Mi riferisco all'accondiscenza di quanti ancora si ostinano a compiere dotte analisi sulla stagione che si è appena conclusa (si spera) senza partire dal presupposto che si è trattato di un sostanziale fallimento: nel metodo, nei risultati e per le conseguenze che essa ha provocato all'interno della sinistra italiana e nel Paese.

E allora delle due l'una: o siamo al cospetto di un personaggio ipnotico, in grado di sopire ogni critica e di addormentare anche la più piccola forma di protesta o siamo in presenza di un sortilegio. Non si spiega altrimenti questa sorta di Sindrome di Stoccolma che si è impadronita da anni della sinistra italiana o di quel che ne resta: un personaggio che ha sbagliato tutto ciò che c'era da sbagliare, che si è alienato le simpatie di sindacati, minoranze interne, società civile e di tutti gli innumerevoli ambienti un tempo vicini e ben disposti nei confronti del fronte progressista, questo soggetto è ancora oggi sulla breccia, pronto a dettare legge e a proporre i nomi dei suoi sodali per le poche cariche cui può ambire il PD dopo il disastro cui lo ha condotto il nostro eroe nel quadriennio in cui è stato segretario.

L'idea, poi, di chiudere pregiudizialmente all'ipotesi di un dialogo con il M5S, puntando sullo sfascio del Paese o, peggio ancora, su un'alleanza fra la compagine guidata da Di Maio e la Lega di Salvini è oltre i limiti dell'assurdo: qualcuno spieghi cortesemente allo stratega toscano e al suo entourage che, piuttosto che accettare una prospettiva del genere, Di Maio farebbe saltare il banco, tornerebbe alle urne e a quel punto, probabilmente, avrebbe i numeri per governare da solo mentre del PD non rimarrebbe nemmeno il simbolo.

▶ INFORMAZIONI ESTRATTE:
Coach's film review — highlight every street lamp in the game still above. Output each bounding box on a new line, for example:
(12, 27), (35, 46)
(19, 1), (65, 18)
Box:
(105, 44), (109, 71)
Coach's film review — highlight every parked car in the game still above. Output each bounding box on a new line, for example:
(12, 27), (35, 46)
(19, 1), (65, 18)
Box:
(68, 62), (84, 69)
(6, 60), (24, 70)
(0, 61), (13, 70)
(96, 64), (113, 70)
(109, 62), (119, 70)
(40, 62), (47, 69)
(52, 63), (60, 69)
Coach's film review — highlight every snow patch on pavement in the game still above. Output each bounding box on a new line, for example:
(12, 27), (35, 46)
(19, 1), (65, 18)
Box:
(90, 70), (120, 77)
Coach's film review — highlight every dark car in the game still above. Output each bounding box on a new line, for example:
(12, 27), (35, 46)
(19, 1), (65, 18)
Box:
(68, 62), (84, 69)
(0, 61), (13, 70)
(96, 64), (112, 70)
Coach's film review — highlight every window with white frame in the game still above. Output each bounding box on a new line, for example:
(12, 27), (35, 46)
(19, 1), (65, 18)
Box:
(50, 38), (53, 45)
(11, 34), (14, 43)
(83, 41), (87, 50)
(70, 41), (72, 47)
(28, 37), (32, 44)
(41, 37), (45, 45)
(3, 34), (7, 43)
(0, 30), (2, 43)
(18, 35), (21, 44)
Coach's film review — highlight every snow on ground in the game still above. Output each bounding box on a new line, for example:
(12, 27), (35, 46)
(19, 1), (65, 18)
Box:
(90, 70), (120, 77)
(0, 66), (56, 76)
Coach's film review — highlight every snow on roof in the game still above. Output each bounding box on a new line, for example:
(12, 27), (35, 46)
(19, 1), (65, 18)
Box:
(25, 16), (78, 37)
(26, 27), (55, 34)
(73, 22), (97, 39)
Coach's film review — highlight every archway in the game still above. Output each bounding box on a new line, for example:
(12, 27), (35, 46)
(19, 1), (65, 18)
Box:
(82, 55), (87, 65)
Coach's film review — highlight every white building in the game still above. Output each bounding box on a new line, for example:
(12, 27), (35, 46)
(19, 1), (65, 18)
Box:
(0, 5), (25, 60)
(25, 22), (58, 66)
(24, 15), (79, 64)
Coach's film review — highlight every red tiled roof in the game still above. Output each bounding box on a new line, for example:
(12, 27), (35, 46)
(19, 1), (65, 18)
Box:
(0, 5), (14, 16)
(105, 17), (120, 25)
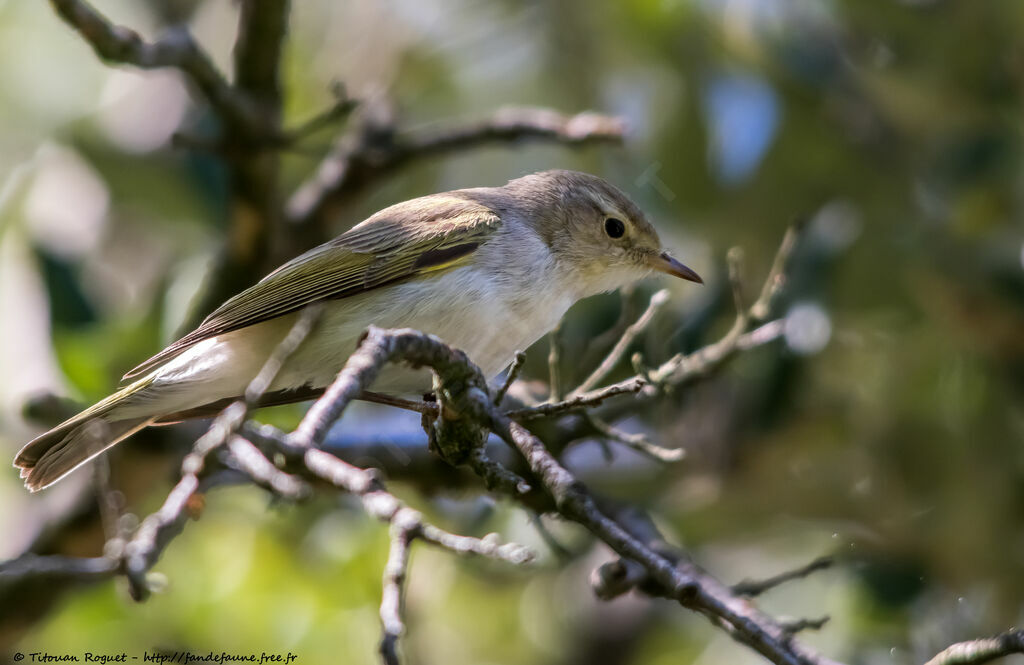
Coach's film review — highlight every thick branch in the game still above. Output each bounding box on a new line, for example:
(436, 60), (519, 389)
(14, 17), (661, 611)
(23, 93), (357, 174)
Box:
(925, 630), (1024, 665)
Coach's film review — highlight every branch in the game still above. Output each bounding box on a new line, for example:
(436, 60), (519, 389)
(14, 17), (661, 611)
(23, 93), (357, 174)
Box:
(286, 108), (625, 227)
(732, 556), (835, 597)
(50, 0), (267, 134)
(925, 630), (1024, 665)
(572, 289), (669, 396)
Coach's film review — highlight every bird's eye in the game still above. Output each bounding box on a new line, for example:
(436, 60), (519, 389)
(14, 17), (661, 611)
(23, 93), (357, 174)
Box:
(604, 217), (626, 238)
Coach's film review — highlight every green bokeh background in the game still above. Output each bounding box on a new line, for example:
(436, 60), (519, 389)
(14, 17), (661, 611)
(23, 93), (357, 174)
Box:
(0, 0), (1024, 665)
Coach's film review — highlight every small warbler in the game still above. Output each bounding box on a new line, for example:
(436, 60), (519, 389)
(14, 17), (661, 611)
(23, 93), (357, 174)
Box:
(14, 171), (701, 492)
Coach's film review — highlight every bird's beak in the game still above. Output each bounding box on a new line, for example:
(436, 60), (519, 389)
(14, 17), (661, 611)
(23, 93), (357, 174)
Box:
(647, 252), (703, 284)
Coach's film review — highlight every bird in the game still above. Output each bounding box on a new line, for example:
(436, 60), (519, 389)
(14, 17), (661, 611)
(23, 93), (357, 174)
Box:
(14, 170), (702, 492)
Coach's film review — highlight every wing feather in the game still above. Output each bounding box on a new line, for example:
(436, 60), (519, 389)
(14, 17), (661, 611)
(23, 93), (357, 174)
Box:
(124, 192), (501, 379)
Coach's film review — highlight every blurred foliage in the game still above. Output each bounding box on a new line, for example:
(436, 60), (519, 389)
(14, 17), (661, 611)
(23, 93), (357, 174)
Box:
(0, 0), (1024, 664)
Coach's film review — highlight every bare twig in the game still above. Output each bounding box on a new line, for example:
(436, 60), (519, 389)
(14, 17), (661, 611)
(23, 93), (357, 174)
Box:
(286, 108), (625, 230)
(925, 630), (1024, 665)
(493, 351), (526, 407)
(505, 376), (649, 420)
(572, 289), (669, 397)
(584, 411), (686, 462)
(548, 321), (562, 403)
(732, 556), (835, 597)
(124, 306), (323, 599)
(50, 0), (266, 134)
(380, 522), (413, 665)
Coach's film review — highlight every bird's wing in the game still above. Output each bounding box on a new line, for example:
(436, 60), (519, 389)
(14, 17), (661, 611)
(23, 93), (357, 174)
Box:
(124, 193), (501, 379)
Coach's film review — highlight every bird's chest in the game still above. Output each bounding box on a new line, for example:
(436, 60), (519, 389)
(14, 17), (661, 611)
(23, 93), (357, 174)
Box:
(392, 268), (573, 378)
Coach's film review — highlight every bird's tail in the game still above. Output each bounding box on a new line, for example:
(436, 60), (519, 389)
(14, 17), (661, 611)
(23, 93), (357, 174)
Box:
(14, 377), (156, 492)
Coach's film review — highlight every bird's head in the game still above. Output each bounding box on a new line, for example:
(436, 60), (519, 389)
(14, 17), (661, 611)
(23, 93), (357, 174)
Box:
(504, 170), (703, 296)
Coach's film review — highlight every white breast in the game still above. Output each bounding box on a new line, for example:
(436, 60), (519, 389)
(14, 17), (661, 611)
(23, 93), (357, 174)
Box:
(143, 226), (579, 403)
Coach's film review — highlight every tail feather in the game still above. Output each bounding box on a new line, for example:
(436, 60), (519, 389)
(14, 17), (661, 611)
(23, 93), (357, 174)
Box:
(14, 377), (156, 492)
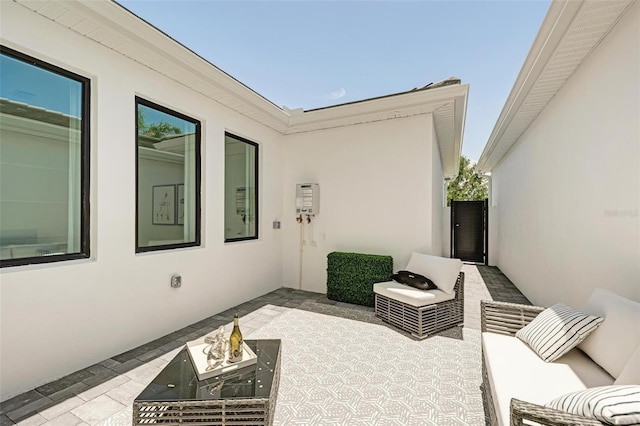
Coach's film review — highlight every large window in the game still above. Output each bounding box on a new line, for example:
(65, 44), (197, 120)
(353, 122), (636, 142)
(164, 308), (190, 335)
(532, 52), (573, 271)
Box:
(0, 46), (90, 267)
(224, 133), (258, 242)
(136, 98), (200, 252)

▶ SFIDE:
1 > Secondo il testo estratto, per quanto tempo il personaggio criticato è stato segretario del PD?
2 > Ripeti alla lettera il passo del testo estratto, partendo dalle parole "E allora delle" e fermandoti dopo "è stato segretario.".
3 > Prosegui il commento sulla sinistra italiana e sul PD con la parte che viene dopo l'ultima frase.

▶ RISULTATI FINALI:
1 > Per un quadriennio.

2 >
E allora delle due l'una: o siamo al cospetto di un personaggio ipnotico, in grado di sopire ogni critica e di addormentare anche la più piccola forma di protesta o siamo in presenza di un sortilegio. Non si spiega altrimenti questa sorta di Sindrome di Stoccolma che si è impadronita da anni della sinistra italiana o di quel che ne resta: un personaggio che ha sbagliato tutto ciò che c'era da sbagliare, che si è alienato le simpatie di sindacati, minoranze interne, società civile e di tutti gli innumerevoli ambienti un tempo vicini e ben disposti nei confronti del fronte progressista, questo soggetto è ancora oggi sulla breccia, pronto a dettare legge e a proporre i nomi dei suoi sodali per le poche cariche cui può ambire il PD dopo il disastro cui lo ha condotto il nostro eroe nel quadriennio in cui è stato segretario.

3 >
Quanto all'idea di un partito renziano à la Macron, purtroppo, non è da escludere, data la nota concezione di sé che ha il personaggio in questione: qualcuno che gli vuole bene, tuttavia, dovrebbe  metterlo al corrente del fatto che lo schema che ha condotto il giovane enarca francese alla guida dell'Eliseo può funzionare solo in un sistema presidenziale o semi-presidenziale e, soprattutto, solo se i soggetti cosiddetti "anti-sistema" non sono due bensì uno, come per l'appunto avviene in Francia, perché altrimenti è ovvio che si saldino (come si verifica puntualmente in tutti i ballottaggi delle Amministrative, in cui il PD perde ormai con regolarità svizzera) o che si alleino implicitamente, dando vita ad un nuovo bipolarismo fra di loro e confinando le sedicenti forze riformiste ai margini.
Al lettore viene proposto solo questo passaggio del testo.